Work to do: Rewrite the records from the line containing "pixel 128 68." through the line containing "pixel 535 213" with "one pin" replaced by "a single pin" and nothing else changed. Return only those lines.

Supplied information:
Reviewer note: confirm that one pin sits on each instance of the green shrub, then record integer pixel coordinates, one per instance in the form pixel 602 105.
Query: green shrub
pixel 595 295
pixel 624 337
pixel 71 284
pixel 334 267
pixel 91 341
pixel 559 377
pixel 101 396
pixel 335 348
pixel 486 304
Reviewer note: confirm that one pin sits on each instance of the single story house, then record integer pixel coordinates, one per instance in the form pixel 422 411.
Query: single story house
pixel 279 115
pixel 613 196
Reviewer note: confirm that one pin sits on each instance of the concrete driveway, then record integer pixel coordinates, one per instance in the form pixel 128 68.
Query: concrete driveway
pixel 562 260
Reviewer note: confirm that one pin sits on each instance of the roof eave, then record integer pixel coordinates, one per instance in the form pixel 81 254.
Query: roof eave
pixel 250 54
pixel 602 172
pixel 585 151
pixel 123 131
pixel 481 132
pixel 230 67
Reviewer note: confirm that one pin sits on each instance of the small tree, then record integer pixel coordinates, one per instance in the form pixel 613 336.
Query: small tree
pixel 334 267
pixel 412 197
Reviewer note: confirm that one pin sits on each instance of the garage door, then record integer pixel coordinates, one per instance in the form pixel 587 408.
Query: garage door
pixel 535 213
==
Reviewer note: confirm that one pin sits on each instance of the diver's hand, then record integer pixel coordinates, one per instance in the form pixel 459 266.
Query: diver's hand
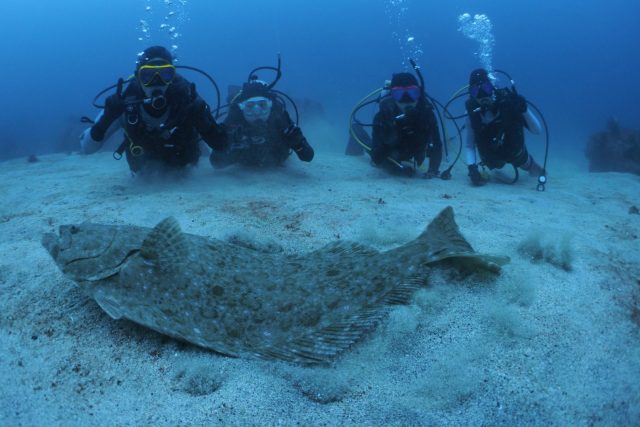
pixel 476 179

Result of the exercise:
Reviewer note: confirm that a single pin sits on each instance of the concrete driveway, then record integer pixel coordinates, one per instance in the form pixel 128 68.
Query: concrete driveway
pixel 562 260
Reviewer note: confirm that a single pin sits on each instance of the roof eave, then record integer pixel coordinates, one per instance in the form pixel 81 254.
Query: roof eave
pixel 250 54
pixel 602 172
pixel 585 151
pixel 123 131
pixel 481 132
pixel 230 67
Reviewer note: confirm that a single pin sits on each instance of the small tree, then record integer pixel coordinates, one per instance in the form pixel 613 336.
Query: small tree
pixel 334 267
pixel 412 197
Reviewer note: confirm that a single pin sits on each instance of the garage door, then record integer pixel coordinates, one per instance in the form pixel 587 408.
Query: garage door
pixel 535 213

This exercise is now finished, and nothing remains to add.